[Photo-based referring expression data]

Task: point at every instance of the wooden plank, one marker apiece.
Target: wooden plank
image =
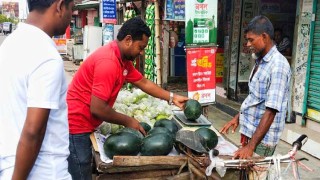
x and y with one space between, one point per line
149 160
139 175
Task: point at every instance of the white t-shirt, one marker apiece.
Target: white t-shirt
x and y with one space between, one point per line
32 75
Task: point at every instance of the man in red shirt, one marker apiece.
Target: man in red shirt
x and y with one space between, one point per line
95 87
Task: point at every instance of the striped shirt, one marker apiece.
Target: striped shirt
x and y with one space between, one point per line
269 87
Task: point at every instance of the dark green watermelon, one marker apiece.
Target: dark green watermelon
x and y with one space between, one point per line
122 143
209 135
159 144
157 130
169 124
132 131
192 110
145 126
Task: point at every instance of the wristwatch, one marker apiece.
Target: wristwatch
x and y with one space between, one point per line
171 98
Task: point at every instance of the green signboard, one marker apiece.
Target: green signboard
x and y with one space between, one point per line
201 22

> Work order
Look through the entries above. Copy out every line holding the word "wooden".

> Expected output
Task: point at every instance of the wooden plank, one marker apiece.
Target: wooden plank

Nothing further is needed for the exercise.